İktisâdî bakımından ücretin izahı:
İktisâdî yönden ücretler, ücret seviyesi, ücretin bünyesi ve ücret sistemleri (çeşitleri) bakımından genelde tahlile tâbi tutulmuşlardır.
Ücret seviyesi:
Emek arzı ile emek talebinin piyasada karşılaşmasıyla yâni arz ve talep kânunuyla teşekkül etmektedir. Batılı Avrupa iktisatçılarına göre ücretler, uzun dönemde kendi hâline bırakılırsa asgarî geçim haddine göre teşekkül ederler. Emeğin fiyatını (ücreti) tâyin eden husus, arz ve talebin mekanik hareketleridir. Emeğin kıymeti, herhangi bir emtianın fiyatı gibi, nihâî olarak istihsal masraflarına tâbidir. Emeğin tabiî fiyatı ise, işçilerin geçimlerini temin edecek bir mevcudiyetini idâmeye kâfi gelecek olan fiyattır şeklinde ifâde etmişlerdir. Yine aynı nazariyeye göre, emeğin bir tabiî, bir de piyasa olmak üzere iki türlü fiyatı mevcuttur. Tabiî fiyat, asgarî geçinme ücretini, piyasa fiyatı ise arz ve talebin karşılaşmasından meydana gelen ücreti temsil etmektedir. Tabiî fiyat (ücret), piyasa ücretini aştığı takdirde, işçilerin yaşama şartları inkişâf eder ve ücretli çalışanların mâlî durumlarında düzelmeler meydana gelir. Tersi durum ise ücretlilerin yaşama şartlarını güçleştirir, denmiştir. Bu nazariyeye, (tunç kânun)da denir. Diğer bir nazariye (ücret fono nazariyesi)dir. Buna göre, ücret seviyesi ekonominin tamamından tahsil edilen toplam ücret fonuna karşılık çalışmakta olan işçi miktarı arasındaki nispete göre meydana gelen ücrettir. Ayrılan fonun azlığı veya çokluğu, işçi miktarının azalıp çoğalması, genel ücret seviyesini azaltıp çoğaltmaktadır.

────────────────────────────────────────

• **Alıştırma seti**:
**a)** Ücret metnine göre emeğin tabiî fiyatı neyi temsil eder?
**b)** Ücret metninin "İktisâdî bakımından ücretin" ile başlayıp "tahlile tâbi tutulmuşlardır." ile biten kısmını, "ücret sistemleri" ifadesini "ücret usulleri" ile değiştirerek yeniden yazın.

• **İşaret verilerinden alıntılar**:
────────────────────────────────────────

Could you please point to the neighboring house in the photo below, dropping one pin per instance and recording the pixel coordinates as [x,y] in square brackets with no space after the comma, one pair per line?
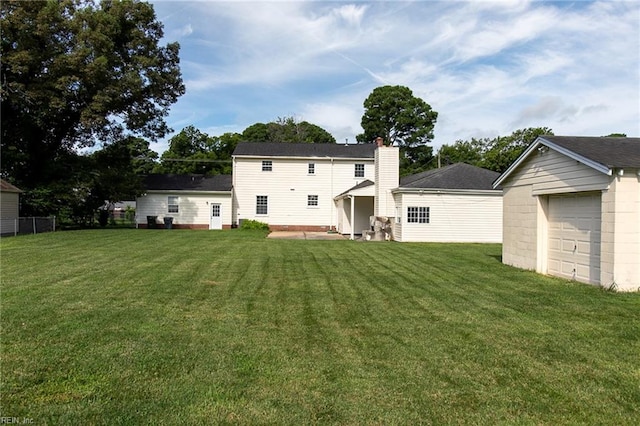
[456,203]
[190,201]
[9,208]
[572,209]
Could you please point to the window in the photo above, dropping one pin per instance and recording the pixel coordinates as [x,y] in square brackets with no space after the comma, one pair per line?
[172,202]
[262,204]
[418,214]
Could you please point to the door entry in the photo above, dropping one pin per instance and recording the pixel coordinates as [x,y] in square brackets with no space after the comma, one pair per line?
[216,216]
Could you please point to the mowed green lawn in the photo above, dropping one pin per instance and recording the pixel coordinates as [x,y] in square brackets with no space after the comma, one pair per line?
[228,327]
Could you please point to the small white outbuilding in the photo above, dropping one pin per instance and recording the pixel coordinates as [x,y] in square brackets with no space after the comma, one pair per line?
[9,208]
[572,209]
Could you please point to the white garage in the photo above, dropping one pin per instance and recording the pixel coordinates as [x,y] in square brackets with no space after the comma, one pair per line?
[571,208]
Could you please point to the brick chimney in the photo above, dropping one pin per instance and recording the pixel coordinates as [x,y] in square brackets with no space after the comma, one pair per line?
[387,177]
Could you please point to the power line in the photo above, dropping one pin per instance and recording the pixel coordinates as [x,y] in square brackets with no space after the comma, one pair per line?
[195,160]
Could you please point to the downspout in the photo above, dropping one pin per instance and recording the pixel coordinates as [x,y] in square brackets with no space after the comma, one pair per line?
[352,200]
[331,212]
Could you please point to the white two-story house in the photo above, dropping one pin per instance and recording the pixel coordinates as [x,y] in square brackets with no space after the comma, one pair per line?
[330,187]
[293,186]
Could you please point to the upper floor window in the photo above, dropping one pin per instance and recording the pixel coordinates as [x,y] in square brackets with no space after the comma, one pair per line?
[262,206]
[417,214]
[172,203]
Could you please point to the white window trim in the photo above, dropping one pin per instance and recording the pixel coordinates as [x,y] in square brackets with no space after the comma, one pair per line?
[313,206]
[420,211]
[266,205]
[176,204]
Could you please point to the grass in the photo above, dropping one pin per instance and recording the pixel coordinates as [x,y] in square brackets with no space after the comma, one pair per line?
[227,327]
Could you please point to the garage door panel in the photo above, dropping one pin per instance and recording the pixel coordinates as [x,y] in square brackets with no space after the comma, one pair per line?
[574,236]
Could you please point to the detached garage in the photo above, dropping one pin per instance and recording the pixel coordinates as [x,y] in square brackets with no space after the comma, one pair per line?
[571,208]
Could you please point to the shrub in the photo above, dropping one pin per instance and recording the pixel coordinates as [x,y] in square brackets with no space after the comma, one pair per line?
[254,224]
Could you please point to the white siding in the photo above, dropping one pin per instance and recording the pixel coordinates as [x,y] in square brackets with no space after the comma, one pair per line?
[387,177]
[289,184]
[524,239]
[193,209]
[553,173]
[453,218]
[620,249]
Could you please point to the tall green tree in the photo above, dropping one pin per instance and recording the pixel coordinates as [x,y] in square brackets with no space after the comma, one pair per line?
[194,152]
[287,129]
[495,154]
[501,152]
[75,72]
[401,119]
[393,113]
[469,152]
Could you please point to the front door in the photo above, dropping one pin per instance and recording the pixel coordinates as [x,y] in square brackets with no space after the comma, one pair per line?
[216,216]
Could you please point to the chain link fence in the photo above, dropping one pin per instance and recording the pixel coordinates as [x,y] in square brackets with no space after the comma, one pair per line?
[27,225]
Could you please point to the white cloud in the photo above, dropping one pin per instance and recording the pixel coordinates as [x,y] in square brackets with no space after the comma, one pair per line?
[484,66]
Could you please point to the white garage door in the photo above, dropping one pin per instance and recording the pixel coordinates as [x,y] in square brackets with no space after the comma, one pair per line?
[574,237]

────────────────────────────────────────

• **Cevap listesi**:
**a)** Asgarî geçinme ücretini.

**b)**
İktisâdî bakımından ücretin izahı:
İktisâdî yönden ücretler, ücret seviyesi, ücretin bünyesi ve ücret usulleri (çeşitleri) bakımından genelde tahlile tâbi tutulmuşlardır.